Consigne A —
Répondez, s'il vous plaît, à ces questions sur l'entretien consacré au massacre de Katogota :
(i) Pourquoi parle-t-on aux jeunes de ce qui s'est passé ?
(ii) Qui étaient la plupart des hommes armés qui ont fait le massacre ?
(iii) Que veut-on affirmer, puisque le but n'est pas la vengeance ?
Consigne B — Poursuivez l'entretien consacré au massacre de Katogota après sa dernière phrase.

Trouvez-vous bien que les jeunes de chez vous sachent ce qui s’est passé ?

Oui ! Nous leur en parlons, pour qu’ils connaissent l’histoire et sachent ce qui s’est passé, ceux que nous avons perdus. C’est pourquoi chaque année, à l’occasion de l’anniversaire, nous faisons des cérémonies de mémoire, de réflexion, de prière, pour aider les habitants de Katogota, de la Plaine et de toute notre Province.

Notre but n’est pas la vengeance. La plupart des hommes armés qui ont fait le massacre étaient des Banyamulenge : mais nous ne pouvons pas nous venger contre les Banyamulenge d’aujourd’hui. Nous voulons seulement affirmer la vérité, la justice et le droit. Que ceux qui continuent à faire du mal à l’Est du pays sachent qu’un jour ils devront en répondre.

Dans ces vingt ans de combat non violent pour les droits humains, y a-t-il eu quelqu’un qui y a laissé la vie ?

Extraits des lignes —
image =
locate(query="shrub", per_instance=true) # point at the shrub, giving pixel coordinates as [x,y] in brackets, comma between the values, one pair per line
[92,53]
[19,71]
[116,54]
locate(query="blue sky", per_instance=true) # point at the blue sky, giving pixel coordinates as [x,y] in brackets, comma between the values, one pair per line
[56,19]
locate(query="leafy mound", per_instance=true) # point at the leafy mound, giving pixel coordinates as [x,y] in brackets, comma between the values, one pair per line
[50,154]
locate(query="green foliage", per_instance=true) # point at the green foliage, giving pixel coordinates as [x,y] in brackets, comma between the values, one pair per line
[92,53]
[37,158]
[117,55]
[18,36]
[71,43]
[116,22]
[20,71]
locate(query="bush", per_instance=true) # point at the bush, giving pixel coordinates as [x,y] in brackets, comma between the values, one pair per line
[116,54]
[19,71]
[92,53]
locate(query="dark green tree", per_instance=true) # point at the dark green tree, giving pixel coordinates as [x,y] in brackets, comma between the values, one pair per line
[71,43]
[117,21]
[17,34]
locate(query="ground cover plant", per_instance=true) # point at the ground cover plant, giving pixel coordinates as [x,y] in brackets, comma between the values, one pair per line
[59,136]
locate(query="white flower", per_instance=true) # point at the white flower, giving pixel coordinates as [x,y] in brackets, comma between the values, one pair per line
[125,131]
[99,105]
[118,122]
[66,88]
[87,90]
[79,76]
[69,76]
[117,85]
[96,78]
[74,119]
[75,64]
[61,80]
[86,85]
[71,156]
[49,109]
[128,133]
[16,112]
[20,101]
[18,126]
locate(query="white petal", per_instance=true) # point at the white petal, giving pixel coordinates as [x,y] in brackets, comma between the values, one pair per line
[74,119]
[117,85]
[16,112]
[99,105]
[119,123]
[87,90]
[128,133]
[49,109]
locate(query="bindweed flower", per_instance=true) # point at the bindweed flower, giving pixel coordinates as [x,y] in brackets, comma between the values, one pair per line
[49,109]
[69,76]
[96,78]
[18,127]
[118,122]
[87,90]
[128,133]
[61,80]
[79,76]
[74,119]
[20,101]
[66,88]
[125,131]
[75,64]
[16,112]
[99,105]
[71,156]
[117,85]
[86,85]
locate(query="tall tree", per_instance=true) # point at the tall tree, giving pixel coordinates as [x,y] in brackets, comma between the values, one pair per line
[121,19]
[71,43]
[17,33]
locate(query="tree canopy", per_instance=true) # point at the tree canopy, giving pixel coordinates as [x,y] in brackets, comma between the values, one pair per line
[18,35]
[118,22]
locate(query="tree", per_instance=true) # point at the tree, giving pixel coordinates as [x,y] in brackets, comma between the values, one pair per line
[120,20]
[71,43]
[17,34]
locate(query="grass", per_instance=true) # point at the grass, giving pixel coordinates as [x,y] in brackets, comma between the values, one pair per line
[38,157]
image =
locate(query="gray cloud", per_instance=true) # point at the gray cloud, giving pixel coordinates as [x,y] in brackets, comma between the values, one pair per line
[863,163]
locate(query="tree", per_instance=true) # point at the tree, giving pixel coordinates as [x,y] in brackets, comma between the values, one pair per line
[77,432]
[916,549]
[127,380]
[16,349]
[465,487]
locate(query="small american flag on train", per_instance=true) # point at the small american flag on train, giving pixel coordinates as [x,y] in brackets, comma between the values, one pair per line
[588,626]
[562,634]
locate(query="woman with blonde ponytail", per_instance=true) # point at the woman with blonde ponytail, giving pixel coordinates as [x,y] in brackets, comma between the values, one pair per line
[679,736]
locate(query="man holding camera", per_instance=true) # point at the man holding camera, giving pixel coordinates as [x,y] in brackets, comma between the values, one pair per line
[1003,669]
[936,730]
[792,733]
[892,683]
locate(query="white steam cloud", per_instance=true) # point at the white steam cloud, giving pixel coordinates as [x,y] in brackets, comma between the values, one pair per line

Résultat A —
(i) Pour qu'ils connaissent l'histoire et sachent ce qui s'est passé, ainsi que ceux qu'on a perdus.
(ii) Des Banyamulenge.
(iii) La vérité, la justice et le droit.

Résultat B —
Beaucoup parmi nous ont déjà perdu leur vie à cause de leur engagement pour des droits humains. A Mutarule nous avons perdu Akili Bigaya et Aimable Masumbuko : ils étaient engagés dans la réconciliation des quatre tribus vivant dans ce village. A Rubanga nous avons perdu TOTO Kaligito ; à Lubarika, Kabamba Mirindi : tous ont été tués.

A Mubere, sur les hauts plateaux de Lemera, nous avons perdu maman Furaha. Mère de sept enfants, elle avait cinquante-deux ans. En collaboration avec nous, elle avait commencé un groupe de femmes pour la défense des droits humains, des mamans et des habitants en général, pour combattre et dénoncer les injustices. En mai 2023, des rebelles armés Mayi-Mayi sont entrés dans sa maison, l’ont amenée dans la brousse et puis tuée par couteau. Le lendemain matin, les mamans du village ont fait une manifestation, en allant de Mubere jusqu’à la Chefferie de Lemera, où elles ont manifesté leur détresse au Mwami, le chef traditionnel, en lui disant qu’elles continueront son engagement : « Nous ne pouvons pas nous taire. Nous continuerons la lutte, nous continuerons à dénoncer, pour que le monde sache ». En effet, le rebelles avaient pensé qu’en la tuant, le groupe disparaitrait, mais jusqu’à présent elles continuent leur engagement.

Leurs enfants en sont fiers et disent qu’un jour ils continueront l’engagement de leurs pères. Mes enfants aussi disent de même. Nous cherchons la vérité sur ces assassinats, pour qu’un jour les auteurs puissent répondre de leur crime.

Comment avez-vous commencé ?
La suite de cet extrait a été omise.